Data provided:
▶
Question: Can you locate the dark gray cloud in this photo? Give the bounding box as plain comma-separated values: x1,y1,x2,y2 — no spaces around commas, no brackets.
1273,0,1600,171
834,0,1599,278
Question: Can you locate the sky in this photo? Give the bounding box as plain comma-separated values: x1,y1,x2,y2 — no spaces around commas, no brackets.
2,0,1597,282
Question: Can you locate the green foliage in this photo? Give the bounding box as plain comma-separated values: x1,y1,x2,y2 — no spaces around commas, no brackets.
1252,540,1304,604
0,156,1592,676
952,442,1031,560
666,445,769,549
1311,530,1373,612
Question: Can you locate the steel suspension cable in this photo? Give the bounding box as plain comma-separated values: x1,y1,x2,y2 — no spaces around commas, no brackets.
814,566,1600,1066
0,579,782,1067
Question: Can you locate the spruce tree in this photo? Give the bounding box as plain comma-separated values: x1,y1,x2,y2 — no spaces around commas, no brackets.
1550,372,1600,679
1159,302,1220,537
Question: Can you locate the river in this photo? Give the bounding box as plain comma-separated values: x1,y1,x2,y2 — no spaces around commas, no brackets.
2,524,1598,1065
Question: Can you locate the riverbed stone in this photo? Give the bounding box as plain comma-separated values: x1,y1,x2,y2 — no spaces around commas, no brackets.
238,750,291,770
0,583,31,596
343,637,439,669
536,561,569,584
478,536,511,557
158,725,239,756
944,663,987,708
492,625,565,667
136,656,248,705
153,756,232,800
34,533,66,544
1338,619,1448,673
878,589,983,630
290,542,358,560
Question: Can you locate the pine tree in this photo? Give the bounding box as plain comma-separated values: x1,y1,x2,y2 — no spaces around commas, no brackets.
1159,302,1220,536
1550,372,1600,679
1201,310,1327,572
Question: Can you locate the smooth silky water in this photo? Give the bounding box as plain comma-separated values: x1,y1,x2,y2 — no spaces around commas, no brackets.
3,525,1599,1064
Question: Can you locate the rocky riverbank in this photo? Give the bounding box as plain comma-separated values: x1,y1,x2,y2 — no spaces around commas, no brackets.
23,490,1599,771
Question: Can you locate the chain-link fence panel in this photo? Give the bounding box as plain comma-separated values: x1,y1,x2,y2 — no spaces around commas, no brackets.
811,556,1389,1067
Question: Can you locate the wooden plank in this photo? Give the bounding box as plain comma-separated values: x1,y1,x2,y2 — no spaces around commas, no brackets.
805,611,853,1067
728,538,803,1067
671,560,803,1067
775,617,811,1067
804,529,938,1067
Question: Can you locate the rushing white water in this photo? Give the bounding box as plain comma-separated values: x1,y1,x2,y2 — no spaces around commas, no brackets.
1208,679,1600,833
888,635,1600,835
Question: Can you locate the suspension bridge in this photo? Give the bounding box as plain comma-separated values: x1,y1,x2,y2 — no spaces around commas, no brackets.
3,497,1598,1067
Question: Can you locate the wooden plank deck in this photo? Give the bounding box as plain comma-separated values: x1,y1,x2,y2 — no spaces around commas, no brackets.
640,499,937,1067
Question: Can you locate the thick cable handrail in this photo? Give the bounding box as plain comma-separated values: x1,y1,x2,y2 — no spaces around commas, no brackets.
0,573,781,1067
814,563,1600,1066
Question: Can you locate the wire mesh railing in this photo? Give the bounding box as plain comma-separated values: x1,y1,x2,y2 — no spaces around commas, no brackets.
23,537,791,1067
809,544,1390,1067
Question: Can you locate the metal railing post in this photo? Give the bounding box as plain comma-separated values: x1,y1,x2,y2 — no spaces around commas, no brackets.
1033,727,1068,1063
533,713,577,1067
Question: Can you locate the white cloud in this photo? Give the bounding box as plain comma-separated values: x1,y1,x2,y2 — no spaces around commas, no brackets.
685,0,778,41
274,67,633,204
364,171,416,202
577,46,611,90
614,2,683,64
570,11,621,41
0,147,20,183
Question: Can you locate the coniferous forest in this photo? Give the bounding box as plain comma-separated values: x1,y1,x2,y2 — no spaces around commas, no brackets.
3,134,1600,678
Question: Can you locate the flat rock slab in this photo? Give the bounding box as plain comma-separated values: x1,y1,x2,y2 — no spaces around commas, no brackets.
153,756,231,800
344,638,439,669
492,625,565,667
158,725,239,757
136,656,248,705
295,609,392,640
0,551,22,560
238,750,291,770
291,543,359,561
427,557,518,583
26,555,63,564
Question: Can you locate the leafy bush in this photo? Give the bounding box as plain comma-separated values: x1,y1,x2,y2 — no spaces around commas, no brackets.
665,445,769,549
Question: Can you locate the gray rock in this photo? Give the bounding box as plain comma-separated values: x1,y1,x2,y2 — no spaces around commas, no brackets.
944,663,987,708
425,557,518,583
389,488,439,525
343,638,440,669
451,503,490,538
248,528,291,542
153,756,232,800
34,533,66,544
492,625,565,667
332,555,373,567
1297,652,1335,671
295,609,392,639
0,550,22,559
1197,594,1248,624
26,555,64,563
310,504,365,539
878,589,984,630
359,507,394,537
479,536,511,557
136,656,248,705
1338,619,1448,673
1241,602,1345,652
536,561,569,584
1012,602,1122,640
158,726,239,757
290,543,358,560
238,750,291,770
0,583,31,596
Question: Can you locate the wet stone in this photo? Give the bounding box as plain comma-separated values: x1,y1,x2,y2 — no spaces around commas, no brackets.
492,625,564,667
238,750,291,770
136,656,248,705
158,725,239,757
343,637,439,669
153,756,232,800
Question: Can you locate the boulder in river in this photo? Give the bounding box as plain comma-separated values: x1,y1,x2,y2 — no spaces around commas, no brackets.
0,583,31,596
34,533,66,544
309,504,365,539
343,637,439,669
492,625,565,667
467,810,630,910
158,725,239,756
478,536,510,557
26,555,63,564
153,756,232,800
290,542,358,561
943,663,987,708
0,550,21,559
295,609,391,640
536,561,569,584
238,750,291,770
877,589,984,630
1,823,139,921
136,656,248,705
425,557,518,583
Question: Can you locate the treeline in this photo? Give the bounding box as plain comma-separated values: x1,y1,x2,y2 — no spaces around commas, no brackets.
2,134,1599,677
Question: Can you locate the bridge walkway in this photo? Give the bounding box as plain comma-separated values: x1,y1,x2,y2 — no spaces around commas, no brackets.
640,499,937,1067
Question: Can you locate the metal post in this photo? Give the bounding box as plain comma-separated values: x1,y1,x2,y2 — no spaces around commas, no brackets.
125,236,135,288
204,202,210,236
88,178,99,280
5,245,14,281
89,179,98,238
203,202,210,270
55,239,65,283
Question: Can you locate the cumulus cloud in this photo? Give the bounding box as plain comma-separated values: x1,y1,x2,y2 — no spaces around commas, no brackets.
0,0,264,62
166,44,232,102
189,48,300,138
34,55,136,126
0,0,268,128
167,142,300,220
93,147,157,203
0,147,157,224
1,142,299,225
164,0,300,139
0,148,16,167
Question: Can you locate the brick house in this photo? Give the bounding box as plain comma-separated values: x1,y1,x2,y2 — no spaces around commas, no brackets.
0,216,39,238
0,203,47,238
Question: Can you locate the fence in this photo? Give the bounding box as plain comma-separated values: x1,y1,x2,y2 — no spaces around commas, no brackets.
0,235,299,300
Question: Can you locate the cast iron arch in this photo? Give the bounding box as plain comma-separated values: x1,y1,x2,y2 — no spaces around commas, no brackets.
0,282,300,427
◀
Problem to solve: Print the listing above in its entirety, with every line exact.

Answer to this task:
Question: Can you locate the dark gray cloud in this photo? Give the bounding box as plain comma-separated values: x1,y1,x2,y2 — no spaces around commas, no brackets.
1273,0,1600,171
834,0,1599,278
Question: Can you locate the sky in this photo? Give the bounding box as plain comma-separated values: x1,y1,x2,y2 — no spaces around commas, no brackets.
2,0,1597,282
Question: Can you locate the green foliage in this photo? Give the bounding box as plain comma-separated values: x1,y1,x2,y2 — no spaces around commas, no brackets.
1252,540,1304,604
0,156,1592,676
952,442,1031,560
666,445,769,549
1311,530,1373,612
Question: Can you locate the steel suspension cable in this photo? Give the bounding box as plain comma-separated values: x1,y1,x2,y2 — no spaces around commas, no brackets.
814,566,1600,1066
0,579,782,1067
Question: Can you locate the spruce tree in this photo? Give the bounding box as plain comma-separated values: x1,y1,x2,y2 — no spaces around commas, no brackets.
1550,372,1600,679
1159,302,1220,537
Question: Can you locate the river in this photo? Give the bounding box as plain comma-separated values: x1,y1,x2,y2 — no spaces around commas, no brackets.
2,524,1598,1065
Question: Can you locate the riverbed stone in this photo? Give the bounding box as plain comma-separated values: x1,y1,x2,y2 — no spaces around commas, no brackets.
238,750,291,770
0,583,31,596
343,637,439,669
536,561,569,584
478,536,511,557
158,725,239,756
944,663,987,708
492,625,565,667
136,656,248,705
153,756,232,800
34,533,66,544
1338,619,1448,673
878,589,983,630
290,542,358,560
Question: Can you locate the pine tree in this photo? Give the bounding box as plain comma-separated values: x1,y1,x2,y2 — no spaces around commas, no brackets.
1159,302,1220,536
1550,372,1600,679
1201,310,1327,572
Question: Can you locate the smooth silky water in this photo? Give the bounding box as plain comma-separated values: x1,y1,x2,y2 — no spaces around commas, no brackets.
3,525,1599,1064
Question: Can you locate the rocky riverbank in this photo? Give the bounding box as plain comma-separated values: x1,y1,x2,y2 — no spaces around commas, no brackets.
23,490,1599,771
Question: Can you locate the chain-link fence panel in this photo? Give the bounding box as plain comma-separated values: x1,y1,x2,y2 — no spaces around commas, no brackets.
811,556,1389,1067
Question: Can you locate the wooden plank in this photo? Give the bounding box as plain comma-separated values: x1,y1,x2,y2 — no spaces around commas, no brackets.
805,611,853,1067
728,538,803,1067
671,560,803,1067
775,617,811,1067
804,529,938,1067
Question: Can you locate the rushing white water in this photo? Give the bounding box as plain comma-separated values: x1,y1,x2,y2 — no spaces around commas, no brackets.
1208,679,1600,833
888,635,1600,835
Question: Can you locate the suspension bridge in this photo? Give the bounding box as plain comma-separated values: x1,y1,x2,y2 — no spaces around commas, no brackets.
3,497,1598,1067
Question: Can you locate the wooden plank deck in this photo? Give the bounding box as plain comma-separated values: x1,y1,x2,y2 — no spaces around commas, no brackets.
640,499,937,1067
Question: Can you locate the thick cable handrail in this photo? Give the bounding box as plain comma-separated values: x1,y1,x2,y2 — no spaces around commas, no brackets.
0,573,781,1067
814,563,1600,1066
Question: Can you locate the wire mesh railing in this photo? Give the bounding box as plain comma-separated values: x1,y1,x2,y2 — no spaces around commas, no brackets.
23,537,791,1067
809,544,1390,1067
Question: Can you locate the metal railing post in this photo? Give the bounding box as plain comma-separated values: x1,y1,x2,y2 — no spaces around commas, no brackets.
1033,727,1068,1063
533,713,577,1067
Question: Can you locate the white cloud in this photo? Give the bounding box as plain comma-separated values: x1,y1,x2,y2 — no spaces around commas, no brackets.
685,0,778,41
274,67,633,204
364,171,416,202
577,46,611,90
614,2,683,64
570,11,621,41
0,147,20,183
Question: Can you locate the coniferous forest in this photo? Give the bounding box as plain comma-separated values: x1,y1,x2,y2 — no spaces around commas, no brackets.
3,134,1600,678
Question: Can you locate the flat rock slab in this photo? Give the bounding box as plain comma-separated values: x1,y1,x2,y2 — no spaces around commas, no brackets.
153,756,231,800
344,638,439,669
492,625,565,667
158,725,239,757
136,656,248,705
295,609,392,640
0,551,22,560
238,750,291,770
291,543,359,561
427,557,518,583
26,555,63,564
Question: Can you locate the leafy bush in this photo? Give the bounding box as plain comma-separated values: x1,y1,x2,y2 — no spaces around commas, no brackets.
665,445,769,549
Question: Can you locate the gray rock in this photo? Give the bounding box as plain comma-separated values: x1,y1,x2,y2 — no spaces around commas, no brackets.
944,663,987,708
425,557,518,583
389,488,439,525
343,638,440,669
451,503,490,538
248,528,291,542
153,756,232,800
34,533,66,544
492,625,565,667
332,555,373,567
1297,652,1335,671
295,609,392,639
0,550,22,559
1197,594,1248,624
26,555,64,563
310,504,365,539
878,589,984,630
359,507,394,537
479,536,511,557
136,656,248,705
1338,619,1448,673
1241,602,1345,652
536,561,569,584
1012,602,1122,640
158,726,239,757
290,543,358,560
238,750,291,770
0,583,31,596
Question: Can you locate the wet stone in this photo? Give the bounding box as plain comma-separated values: x1,y1,x2,y2 — no spaces around commas, no brackets.
492,625,564,667
238,750,291,770
136,656,248,705
158,725,239,757
343,637,439,669
153,756,232,800
Question: Can you locate the boulder in river in this photo? Give the bounding box as plain comma-separated values: x1,y1,x2,y2 — no spaces around commas, no brackets.
0,583,31,596
34,533,66,544
309,504,365,539
343,637,439,669
492,625,565,667
467,810,630,910
158,725,239,756
478,536,510,557
26,555,63,564
153,756,232,800
290,542,358,561
943,663,987,708
0,550,21,559
295,609,391,640
536,561,569,584
238,750,291,770
877,589,984,630
1,823,139,921
136,656,248,705
425,557,518,583
Question: Can you locate the treeline in this photo? Give the bounding box as plain comma-separated values: x1,y1,x2,y2 — no spaces around commas, no brackets.
2,134,1599,677
Question: Can you locate the bridge walkway in this photo? Give the bounding box as plain comma-separated values: x1,y1,x2,y2 — no spaces around commas, no brackets.
640,499,937,1067
Question: Can you locate the metal post in this photo? Give the bounding box as plain comma-separated values: x1,y1,x2,y2 — no spaces around commas, no brackets.
125,236,135,288
204,202,210,236
88,178,99,280
5,245,14,281
89,179,98,238
203,202,210,270
55,239,65,283
Question: Can you locate the cumulus cloud in this photo? Give the bounding box as plain comma-separated values: x1,y1,x2,y2 — no spaces around commas, no brackets.
0,0,264,62
166,44,232,102
189,48,300,138
34,55,136,126
0,0,268,128
167,142,300,220
93,147,157,203
0,147,157,224
1,142,299,225
164,0,300,139
0,148,16,167
Question: Can you locate the brick house in this photo? Give the bounding box as plain comma-separated values: x1,y1,x2,y2 — no spaces around commas, no brackets.
0,216,39,238
0,203,47,238
Question: Can you locate the fence in this photo? Give the bounding box as plain comma-separated values: x1,y1,x2,y2 — no spaces around commas, no brackets.
0,235,299,300
Question: Can you locate the cast iron arch in this photo? Give the bounding box as plain comma-separated values: x1,y1,x2,y2 — no spaces around commas, no brackets.
0,282,300,427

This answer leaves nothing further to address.